● TASK TO COMPLETE: Rewrite the lines from the start of the items through the line containing "x=175, y=200", substituting "Object" for every "Target" and leaving everything else unchanged.

* BEGIN GIVEN RECORDS *

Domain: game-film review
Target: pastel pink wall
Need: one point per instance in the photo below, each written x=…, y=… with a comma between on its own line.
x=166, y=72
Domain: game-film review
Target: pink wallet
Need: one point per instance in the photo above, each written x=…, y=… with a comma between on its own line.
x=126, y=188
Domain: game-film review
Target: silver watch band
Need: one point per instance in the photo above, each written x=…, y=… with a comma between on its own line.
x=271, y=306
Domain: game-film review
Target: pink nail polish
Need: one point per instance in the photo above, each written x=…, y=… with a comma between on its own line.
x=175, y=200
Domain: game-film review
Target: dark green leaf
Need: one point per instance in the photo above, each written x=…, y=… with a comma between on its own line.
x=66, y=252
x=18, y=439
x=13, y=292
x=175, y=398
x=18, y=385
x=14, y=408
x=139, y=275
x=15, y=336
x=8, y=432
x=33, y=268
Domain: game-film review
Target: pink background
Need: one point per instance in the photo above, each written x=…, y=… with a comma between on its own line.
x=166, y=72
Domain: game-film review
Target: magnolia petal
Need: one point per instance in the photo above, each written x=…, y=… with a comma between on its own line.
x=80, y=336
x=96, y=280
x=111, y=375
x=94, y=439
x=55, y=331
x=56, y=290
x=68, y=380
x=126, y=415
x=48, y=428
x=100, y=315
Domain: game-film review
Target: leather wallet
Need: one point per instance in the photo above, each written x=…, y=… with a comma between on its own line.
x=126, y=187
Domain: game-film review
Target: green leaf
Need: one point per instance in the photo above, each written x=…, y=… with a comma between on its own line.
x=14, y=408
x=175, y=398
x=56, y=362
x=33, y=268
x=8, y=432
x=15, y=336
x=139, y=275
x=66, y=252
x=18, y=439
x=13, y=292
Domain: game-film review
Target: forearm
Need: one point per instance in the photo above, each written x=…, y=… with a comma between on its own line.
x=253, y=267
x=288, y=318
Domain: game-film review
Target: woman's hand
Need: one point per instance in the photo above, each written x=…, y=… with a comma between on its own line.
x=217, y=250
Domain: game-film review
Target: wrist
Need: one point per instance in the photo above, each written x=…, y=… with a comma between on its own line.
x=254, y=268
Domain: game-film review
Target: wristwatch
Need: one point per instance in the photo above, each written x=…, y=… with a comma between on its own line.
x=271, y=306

* END GIVEN RECORDS *

● RESPONSE FOR THIS EXERCISE:
Domain: game-film review
Object: pastel pink wall
Need: one point per instance in the photo below, each written x=…, y=… with a comma between on its own line.
x=166, y=72
Domain: game-film review
Object: pink wallet
Need: one point per instance in the photo above, each written x=…, y=… with a comma between on its own line.
x=126, y=188
Domain: game-film review
Object: silver watch band
Need: one point per instance in the photo above, each written x=…, y=… with a comma between on its own line.
x=271, y=306
Domain: game-film review
Object: pink nail polish
Need: one point per instance in the photo above, each written x=…, y=… with a comma between on its own line.
x=175, y=200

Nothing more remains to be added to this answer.